EXERCISE BRIEF: List every company mentioned by name in the semiconductor news roundup.

Lost in the barrage of bad news, Intel reached an important milestone - version 1.0 of their PDK. Their new 18A manufacturing process is now ready for customers.
Google published a retrospective on 10 years of TPUs. Nothing too surprising here, but a good reminder that Google is good at this and its hyperscale competitors are years behind.
Another RISC V data center processor supplier has decloaked. Interesting timing, right on top of SiFive’s announcement. Aleena has over 100 employees, which is a big team.
Meta posted a paper on its Llama 3 model, and buried deep inside that are reports of just how hard it has been maintaining a large H100 cluster. The industry is going through growing pains with this new form of compute. There is a surprising amount of friction in deploying GPUs, even highly seasoned teams (and Meta is among the best) are encountering considerable difficulties here.
Three people (across four companies) reportedly control a half million Nvidia GPUs. There are many ways to read this, our take is that this is not natural and probably spells trouble for the inventory cycle somewhere down the road.
Ampere launched a 512 core CPU. At some point the distinction between a CPU and GPU is just going to blur into insignificance. Ampere has been noticeably quiet lately, they face a lot of market challenges (see above), so we are glad to see they are still pushing the product envelope.

(Extracted records)
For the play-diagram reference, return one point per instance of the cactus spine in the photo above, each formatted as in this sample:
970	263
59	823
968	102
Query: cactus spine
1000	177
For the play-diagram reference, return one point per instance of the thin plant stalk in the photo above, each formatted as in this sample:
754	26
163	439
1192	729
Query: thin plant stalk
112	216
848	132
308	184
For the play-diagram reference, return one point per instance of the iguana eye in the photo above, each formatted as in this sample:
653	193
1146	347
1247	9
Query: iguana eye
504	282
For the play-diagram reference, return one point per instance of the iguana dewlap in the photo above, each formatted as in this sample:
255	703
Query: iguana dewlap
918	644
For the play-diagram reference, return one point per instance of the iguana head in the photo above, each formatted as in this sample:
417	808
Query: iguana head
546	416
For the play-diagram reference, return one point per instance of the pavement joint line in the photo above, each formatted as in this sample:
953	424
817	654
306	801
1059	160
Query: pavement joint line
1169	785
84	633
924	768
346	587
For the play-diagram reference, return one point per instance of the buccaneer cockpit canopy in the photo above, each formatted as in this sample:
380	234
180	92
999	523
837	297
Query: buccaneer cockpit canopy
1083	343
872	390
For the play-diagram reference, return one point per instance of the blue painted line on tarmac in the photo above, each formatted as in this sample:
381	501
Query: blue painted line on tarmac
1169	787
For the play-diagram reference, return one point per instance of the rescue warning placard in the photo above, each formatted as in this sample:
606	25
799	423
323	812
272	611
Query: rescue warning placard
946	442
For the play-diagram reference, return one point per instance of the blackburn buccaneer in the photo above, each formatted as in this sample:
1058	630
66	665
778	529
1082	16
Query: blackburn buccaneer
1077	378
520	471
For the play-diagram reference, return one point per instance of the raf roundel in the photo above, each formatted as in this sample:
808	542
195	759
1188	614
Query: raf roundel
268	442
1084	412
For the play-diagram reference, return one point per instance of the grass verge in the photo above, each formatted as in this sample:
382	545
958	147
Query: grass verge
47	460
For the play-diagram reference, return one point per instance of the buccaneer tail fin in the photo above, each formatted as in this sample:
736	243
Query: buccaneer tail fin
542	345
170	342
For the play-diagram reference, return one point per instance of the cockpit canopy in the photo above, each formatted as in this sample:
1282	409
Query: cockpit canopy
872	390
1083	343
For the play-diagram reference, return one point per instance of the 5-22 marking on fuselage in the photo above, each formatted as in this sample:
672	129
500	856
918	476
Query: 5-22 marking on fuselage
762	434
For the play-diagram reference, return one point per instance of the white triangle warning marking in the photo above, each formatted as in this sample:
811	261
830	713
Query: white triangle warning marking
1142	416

COMPLETED EXERCISE: Intel, Google, SiFive, Aleena, Meta, Nvidia, Ampere